Summaries of the proposed NEA chapters are provided below. Potential contributors are invited to review the chapter content, and download the contributor application form, indicating which chapters you would like to contribute to and the role you are interested in for the chapter/s you are interested in. Please email your completed form and cv to  [email protected] by June 26th 2020.  The proposed outline of the entire NEA Report as detailed in the Scoping Report is available here.

Chapter 1. Setting the scene: Why a National Ecosystem Assessment and how will it contribute to better decision-making? This chapter will outline key concepts and frameworks for connecting biodiversity and ecosystem services to the economic and social resilience of Grenada. It will articulate the challenge of making decisions while trying to balance social, economic and environmental needs, and the importance of tools such as the NEA in supporting decision-making by policy makers. The chapter will outline the NEA goal of equipping a broad range of stakeholders with increased knowledge and tools to promote the inclusion of biodiversity and ecosystem values in national decision making. Finally, the chapter will also describe the scope, rationale and utility of each of the subsequent chapters in the assessment.

Chapter 2. What are the status, trends and threats to Grenada’s forest, coastal, marine, freshwater and agricultural ecosystems and ecosystem services? This chapter will assess the status, extent and health of forest, freshwater, agricultural, coastal and marine ecosystems across Grenada, Carriacou and Petite Martinique. It will include an outline of the spatial extent of these ecosystems and a description of how they are changing. This chapter will also articulate the major threats and pressures on Grenada’s biodiversity and ecosystems and provide an overview of the existing policies and institutional frameworks that currently govern the management of Grenada’s natural resources.

Chapter 3. What is the current and projected value of coastal, marine, freshwater and agricultural ecosystem services for the Grenadian economy and human well-being? The current and projected value of coastal, marine, freshwater and agricultural ecosystem services will be assessed in this chapter. The importance of these ecological resources to the economic and social resilience of Grenada will be highlighted, including an analysis of their importance for a range of sectors including agriculture and tourism. These data will in aid future trade-off decisions at the national scale.

————————

**Work request A:** Return the part of the NEA chapter summaries that opens with the words containing "Chapter 1. Setting" and closes with "in the assessment.".
**Work request B:** Sum up the NEA chapter summaries in two sentences.
**Work request C:** Extend the NEA chapter summaries, starting after their last sentence.

————————

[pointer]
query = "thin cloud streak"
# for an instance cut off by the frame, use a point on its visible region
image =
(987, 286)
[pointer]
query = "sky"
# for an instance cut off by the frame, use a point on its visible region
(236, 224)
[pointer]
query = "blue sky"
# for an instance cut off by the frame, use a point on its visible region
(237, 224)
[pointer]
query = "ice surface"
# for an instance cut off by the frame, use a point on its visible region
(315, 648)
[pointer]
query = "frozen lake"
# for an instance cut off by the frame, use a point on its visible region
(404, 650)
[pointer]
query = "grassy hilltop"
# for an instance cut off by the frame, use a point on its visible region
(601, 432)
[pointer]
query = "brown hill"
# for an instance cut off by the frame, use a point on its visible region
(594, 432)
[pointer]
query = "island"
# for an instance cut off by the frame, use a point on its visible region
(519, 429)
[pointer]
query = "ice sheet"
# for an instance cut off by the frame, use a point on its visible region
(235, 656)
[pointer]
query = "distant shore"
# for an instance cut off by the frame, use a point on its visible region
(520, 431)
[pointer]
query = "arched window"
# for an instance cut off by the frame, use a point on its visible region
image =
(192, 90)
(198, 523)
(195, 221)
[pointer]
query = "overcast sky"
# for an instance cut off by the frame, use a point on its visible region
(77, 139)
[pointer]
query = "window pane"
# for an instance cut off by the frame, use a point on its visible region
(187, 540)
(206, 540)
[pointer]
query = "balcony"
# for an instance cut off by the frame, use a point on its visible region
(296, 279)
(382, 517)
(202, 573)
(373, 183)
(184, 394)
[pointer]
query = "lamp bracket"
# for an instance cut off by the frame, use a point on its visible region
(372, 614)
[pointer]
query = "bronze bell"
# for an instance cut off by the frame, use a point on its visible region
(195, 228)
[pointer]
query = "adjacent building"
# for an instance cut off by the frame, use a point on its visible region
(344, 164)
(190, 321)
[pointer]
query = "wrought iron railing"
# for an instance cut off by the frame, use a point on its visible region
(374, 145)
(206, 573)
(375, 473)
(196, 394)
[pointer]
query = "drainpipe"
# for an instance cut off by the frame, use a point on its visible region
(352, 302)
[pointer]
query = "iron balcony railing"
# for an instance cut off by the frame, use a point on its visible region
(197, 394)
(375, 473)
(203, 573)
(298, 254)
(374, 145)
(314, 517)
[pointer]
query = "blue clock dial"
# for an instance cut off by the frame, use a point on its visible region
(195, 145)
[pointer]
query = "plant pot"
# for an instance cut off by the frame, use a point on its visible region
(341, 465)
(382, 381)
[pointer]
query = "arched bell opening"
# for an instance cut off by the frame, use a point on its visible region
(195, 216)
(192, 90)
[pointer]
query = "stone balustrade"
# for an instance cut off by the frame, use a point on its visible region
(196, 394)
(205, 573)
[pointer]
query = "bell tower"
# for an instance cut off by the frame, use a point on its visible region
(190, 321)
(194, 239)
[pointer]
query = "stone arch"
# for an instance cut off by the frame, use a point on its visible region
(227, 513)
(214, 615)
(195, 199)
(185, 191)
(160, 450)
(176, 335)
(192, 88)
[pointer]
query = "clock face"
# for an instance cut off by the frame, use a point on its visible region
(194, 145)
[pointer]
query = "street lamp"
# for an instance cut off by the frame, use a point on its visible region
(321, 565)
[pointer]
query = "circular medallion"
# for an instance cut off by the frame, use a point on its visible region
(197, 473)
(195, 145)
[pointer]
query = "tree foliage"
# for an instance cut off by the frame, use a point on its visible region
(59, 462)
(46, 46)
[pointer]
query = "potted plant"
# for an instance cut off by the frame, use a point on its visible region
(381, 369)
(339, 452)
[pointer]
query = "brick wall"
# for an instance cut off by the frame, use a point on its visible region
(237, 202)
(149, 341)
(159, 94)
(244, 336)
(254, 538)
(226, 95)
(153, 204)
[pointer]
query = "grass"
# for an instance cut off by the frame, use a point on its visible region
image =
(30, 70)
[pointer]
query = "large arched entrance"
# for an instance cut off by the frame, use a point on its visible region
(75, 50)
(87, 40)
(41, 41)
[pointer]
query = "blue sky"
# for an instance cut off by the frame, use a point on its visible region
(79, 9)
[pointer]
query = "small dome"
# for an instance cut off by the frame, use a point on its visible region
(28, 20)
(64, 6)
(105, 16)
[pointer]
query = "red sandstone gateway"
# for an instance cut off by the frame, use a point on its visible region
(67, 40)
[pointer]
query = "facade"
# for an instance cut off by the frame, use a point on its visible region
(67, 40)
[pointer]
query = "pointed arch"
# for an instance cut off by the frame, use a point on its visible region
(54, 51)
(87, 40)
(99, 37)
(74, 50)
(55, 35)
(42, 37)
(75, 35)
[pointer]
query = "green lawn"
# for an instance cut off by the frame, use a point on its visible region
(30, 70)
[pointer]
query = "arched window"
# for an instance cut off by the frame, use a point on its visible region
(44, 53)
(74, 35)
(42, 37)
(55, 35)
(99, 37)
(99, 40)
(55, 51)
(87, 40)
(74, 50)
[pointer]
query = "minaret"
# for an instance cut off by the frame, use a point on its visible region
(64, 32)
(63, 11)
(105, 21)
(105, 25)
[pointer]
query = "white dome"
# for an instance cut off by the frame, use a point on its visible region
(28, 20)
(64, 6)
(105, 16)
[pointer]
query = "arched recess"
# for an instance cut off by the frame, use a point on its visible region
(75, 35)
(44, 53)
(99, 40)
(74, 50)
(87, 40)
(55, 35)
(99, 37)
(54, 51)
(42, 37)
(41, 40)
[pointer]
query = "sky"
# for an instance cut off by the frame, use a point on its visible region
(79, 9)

————————

**Answer section A:**
Chapter 1. Setting the scene: Why a National Ecosystem Assessment and how will it contribute to better decision-making? This chapter will outline key concepts and frameworks for connecting biodiversity and ecosystem services to the economic and social resilience of Grenada. It will articulate the challenge of making decisions while trying to balance social, economic and environmental needs, and the importance of tools such as the NEA in supporting decision-making by policy makers. The chapter will outline the NEA goal of equipping a broad range of stakeholders with increased knowledge and tools to promote the inclusion of biodiversity and ecosystem values in national decision making. Finally, the chapter will also describe the scope, rationale and utility of each of the subsequent chapters in the assessment.

**Answer section B:** The text gives summaries of the proposed chapters of Grenada's National Ecosystem Assessment and invites potential contributors to email a completed application form and cv by June 26th 2020. The chapters will explain why the assessment matters for decision-making, assess the status, trends and threats to Grenada's ecosystems, and assess the current and projected value of coastal, marine, freshwater and agricultural ecosystem services.

**Answer section C:**
Chapter 4. How do Grenada’s ecosystems contribute to climate resilience (food and water security, disaster resilience, climate change adaptation/mitigation)?  Grenadians are particularly concerned about the current and future impacts of climate change on their tri-island state and economy. This includes the anticipated impacts of climate change on food and water security and the impacts of high intensity disaster events such as hurricanes. Given this concern, in addition to the economic, social and cultural values outlined in the previous chapter, this section specifically examines value of ecosystems and their services for climate resilience. This includes, for instance, the roles of ecosystems as green-blue infrastructure protecting coastlines during hurricane events or their importance in water security, given the drier conditions anticipated for the Caribbean due to climate change. If supporting data is available, the concept of resilience will be explored at multiple scales including the macro (national resilience) and micro (community resilience).

Chapter 5. What is the value of the genetic resources across the different ecosystem types, in particular, the agricultural landscapes of Grenada? Rich in biodiversity, the Grenadian government and people are aware of the untapped potential of the genetic resources housed in its biodiversity. This chapter will expand on the value of Grenadian genetic resources as both a resource to be directly utilised but also as a potential justification of broader biodiversity preservation to preserve genetic values.

Chapter 6. What opportunities exist to support, enhance and amplify the delivery of ecosystem services for the economic and social well-being of Grenadians? Incorporating science into policy requires the identification of not only negatives but also opportunities for positive change. This chapter will begin with the identification of opportunities and mechanisms for protecting ecosystems and ecosystem services, focusing on policy and financial instruments. Mainstreaming economic valuation into Grenada’s existing policy and plans will be explored. The chapter will then examine mechanisms to amplify the delivery of ecosystem services through ecological restoration, providing guidance as to where restoration would yield the greatest value for the economic and social well-being of Grenadians.

Chapter 7. Scenarios and pathways to a sustainable future.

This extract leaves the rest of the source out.